Extracted records:
= = =
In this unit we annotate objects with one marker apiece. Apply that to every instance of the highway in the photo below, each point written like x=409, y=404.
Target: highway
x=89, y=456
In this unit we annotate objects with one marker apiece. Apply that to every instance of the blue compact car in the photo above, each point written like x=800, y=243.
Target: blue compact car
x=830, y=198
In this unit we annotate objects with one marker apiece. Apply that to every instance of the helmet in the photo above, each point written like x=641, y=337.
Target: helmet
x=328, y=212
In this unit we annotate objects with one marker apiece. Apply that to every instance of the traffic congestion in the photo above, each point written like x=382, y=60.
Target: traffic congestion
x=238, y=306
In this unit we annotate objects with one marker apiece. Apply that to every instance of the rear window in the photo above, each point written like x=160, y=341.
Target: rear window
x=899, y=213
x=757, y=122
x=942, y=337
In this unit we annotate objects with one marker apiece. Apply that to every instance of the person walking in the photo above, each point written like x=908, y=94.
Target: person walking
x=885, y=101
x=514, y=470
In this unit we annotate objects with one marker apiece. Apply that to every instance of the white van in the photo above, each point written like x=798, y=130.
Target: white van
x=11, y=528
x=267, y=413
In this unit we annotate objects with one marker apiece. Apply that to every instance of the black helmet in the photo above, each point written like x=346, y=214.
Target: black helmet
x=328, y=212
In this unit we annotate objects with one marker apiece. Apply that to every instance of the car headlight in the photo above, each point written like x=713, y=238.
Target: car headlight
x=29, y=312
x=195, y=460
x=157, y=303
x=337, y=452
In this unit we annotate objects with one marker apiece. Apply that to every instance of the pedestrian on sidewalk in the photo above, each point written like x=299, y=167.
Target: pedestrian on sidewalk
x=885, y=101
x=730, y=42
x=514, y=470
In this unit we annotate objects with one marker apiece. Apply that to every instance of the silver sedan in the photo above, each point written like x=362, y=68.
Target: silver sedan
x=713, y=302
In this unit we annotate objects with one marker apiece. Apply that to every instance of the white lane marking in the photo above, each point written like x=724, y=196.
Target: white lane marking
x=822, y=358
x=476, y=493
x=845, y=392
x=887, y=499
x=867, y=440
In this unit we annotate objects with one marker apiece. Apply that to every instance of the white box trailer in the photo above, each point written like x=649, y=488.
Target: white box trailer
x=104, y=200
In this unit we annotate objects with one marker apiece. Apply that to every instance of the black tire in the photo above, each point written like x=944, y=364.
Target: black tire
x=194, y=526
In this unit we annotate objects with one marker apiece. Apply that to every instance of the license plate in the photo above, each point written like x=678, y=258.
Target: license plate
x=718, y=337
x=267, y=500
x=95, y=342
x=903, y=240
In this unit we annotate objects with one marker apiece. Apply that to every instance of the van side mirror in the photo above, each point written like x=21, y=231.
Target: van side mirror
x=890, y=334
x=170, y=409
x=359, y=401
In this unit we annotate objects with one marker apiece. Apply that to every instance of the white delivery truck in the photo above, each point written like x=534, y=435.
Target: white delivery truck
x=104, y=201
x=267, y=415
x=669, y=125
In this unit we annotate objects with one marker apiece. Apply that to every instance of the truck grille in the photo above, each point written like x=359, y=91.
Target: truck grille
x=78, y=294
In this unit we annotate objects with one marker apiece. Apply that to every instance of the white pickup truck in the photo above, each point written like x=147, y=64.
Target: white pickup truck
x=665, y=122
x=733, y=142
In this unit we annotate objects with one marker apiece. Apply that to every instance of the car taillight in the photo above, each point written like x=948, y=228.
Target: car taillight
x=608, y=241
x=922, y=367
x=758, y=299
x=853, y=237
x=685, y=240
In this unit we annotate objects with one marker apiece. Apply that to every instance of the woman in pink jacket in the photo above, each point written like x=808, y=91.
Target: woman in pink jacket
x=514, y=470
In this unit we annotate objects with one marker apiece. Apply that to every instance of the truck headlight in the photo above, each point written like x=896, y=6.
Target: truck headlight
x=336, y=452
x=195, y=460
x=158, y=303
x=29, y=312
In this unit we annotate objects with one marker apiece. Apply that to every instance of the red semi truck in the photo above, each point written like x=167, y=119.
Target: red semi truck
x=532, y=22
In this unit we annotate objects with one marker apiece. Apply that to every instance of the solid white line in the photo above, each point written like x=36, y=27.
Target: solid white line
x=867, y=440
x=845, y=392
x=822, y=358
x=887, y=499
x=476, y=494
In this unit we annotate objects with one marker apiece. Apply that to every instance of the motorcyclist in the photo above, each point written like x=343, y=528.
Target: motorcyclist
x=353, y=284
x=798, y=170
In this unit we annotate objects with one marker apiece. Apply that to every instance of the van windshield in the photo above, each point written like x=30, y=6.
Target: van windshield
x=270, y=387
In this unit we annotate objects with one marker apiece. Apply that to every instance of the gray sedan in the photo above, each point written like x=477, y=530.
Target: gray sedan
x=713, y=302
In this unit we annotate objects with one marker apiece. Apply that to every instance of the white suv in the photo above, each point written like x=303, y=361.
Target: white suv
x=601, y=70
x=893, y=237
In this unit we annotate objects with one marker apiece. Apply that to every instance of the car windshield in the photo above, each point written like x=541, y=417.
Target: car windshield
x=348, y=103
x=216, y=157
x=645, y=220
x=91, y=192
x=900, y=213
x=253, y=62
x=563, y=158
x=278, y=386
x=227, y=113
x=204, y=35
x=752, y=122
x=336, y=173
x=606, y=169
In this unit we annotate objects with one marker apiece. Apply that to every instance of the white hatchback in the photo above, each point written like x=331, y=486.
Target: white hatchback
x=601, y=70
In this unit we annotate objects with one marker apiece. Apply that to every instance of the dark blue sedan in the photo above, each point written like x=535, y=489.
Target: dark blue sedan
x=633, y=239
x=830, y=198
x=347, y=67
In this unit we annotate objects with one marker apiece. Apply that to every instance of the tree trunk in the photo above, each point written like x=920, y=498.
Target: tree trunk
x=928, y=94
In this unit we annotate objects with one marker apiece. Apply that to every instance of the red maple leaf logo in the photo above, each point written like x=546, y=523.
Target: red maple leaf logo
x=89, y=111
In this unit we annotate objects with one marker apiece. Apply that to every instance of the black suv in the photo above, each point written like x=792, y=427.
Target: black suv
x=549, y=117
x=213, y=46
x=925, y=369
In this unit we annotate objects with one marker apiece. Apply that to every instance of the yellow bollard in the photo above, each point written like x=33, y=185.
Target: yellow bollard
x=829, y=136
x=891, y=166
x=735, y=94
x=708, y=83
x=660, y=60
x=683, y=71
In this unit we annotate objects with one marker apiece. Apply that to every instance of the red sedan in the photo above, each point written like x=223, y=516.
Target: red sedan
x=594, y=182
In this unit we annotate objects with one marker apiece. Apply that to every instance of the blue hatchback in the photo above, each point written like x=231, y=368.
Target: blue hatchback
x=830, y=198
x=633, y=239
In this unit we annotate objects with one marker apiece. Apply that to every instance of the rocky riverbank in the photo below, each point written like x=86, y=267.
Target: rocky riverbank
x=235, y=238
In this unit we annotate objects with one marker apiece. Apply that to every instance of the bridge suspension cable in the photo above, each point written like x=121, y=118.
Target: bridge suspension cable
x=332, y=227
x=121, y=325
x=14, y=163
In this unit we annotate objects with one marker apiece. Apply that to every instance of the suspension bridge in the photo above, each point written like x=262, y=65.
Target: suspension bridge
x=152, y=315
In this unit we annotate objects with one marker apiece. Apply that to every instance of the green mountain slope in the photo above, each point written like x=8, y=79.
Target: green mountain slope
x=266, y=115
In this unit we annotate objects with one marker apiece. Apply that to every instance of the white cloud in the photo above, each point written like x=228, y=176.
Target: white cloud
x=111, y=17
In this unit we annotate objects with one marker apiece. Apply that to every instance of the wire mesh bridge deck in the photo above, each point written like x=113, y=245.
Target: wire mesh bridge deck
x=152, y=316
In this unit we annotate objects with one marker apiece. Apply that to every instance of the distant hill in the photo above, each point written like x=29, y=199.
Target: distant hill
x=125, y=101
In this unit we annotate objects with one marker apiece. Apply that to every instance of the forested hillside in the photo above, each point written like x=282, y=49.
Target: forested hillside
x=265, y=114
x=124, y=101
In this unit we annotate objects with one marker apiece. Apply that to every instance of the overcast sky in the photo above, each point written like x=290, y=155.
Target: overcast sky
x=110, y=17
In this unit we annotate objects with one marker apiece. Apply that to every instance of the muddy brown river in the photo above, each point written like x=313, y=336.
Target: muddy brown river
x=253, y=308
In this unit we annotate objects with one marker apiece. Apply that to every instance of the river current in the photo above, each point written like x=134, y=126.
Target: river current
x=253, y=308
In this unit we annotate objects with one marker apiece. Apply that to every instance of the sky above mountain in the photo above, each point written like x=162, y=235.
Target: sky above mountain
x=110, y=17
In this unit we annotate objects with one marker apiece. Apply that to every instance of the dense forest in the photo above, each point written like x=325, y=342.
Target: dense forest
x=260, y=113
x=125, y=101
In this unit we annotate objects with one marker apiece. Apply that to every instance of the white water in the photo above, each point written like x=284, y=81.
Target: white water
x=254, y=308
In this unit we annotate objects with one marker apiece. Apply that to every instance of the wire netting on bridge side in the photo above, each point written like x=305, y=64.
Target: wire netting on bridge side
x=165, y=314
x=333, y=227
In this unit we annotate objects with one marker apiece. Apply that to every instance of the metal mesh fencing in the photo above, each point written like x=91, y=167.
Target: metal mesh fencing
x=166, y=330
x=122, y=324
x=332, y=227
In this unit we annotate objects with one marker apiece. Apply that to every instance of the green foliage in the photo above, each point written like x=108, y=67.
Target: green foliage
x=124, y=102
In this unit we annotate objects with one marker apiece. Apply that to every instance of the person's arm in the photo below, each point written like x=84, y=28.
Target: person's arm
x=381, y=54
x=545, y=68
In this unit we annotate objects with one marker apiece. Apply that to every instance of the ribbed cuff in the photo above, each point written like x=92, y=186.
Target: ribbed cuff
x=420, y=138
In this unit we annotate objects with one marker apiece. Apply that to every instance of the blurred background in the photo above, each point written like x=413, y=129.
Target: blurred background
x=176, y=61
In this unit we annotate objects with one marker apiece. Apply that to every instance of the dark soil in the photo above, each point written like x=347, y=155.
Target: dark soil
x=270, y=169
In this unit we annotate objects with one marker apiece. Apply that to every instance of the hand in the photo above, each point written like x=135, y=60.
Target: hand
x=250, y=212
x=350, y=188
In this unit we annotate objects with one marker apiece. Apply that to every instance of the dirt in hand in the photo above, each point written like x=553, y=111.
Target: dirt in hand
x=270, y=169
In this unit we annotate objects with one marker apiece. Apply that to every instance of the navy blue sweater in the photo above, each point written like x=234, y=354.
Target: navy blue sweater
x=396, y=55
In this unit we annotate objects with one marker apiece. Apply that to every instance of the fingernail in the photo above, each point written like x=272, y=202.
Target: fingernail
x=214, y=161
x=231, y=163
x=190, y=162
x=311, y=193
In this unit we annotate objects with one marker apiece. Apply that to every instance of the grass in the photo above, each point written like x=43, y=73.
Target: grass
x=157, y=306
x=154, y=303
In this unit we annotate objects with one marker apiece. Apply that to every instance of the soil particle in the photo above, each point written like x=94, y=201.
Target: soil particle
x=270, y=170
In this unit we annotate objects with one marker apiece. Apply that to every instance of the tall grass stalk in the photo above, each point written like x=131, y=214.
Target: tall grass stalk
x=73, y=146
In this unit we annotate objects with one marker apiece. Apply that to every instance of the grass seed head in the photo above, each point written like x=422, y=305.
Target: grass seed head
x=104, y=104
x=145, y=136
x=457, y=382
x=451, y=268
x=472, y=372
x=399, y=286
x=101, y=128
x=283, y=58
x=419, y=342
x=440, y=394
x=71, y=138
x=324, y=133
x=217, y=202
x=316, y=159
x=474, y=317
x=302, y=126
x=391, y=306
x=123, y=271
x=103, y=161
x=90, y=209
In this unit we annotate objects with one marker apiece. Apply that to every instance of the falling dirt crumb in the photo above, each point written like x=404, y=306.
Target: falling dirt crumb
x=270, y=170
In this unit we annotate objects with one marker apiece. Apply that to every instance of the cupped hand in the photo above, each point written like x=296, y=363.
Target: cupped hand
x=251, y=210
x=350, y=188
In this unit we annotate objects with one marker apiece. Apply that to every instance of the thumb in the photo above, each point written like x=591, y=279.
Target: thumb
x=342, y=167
= = =
▶ [Exercise description] Can you write out, unchanged, the lines of the data above from the very first one through the line containing "x=89, y=456", both ends included?

▶ [Correct answer]
In this unit we annotate objects with one marker apiece. Apply that to every instance of the highway in the photo below, each point written like x=409, y=404.
Target: highway
x=89, y=456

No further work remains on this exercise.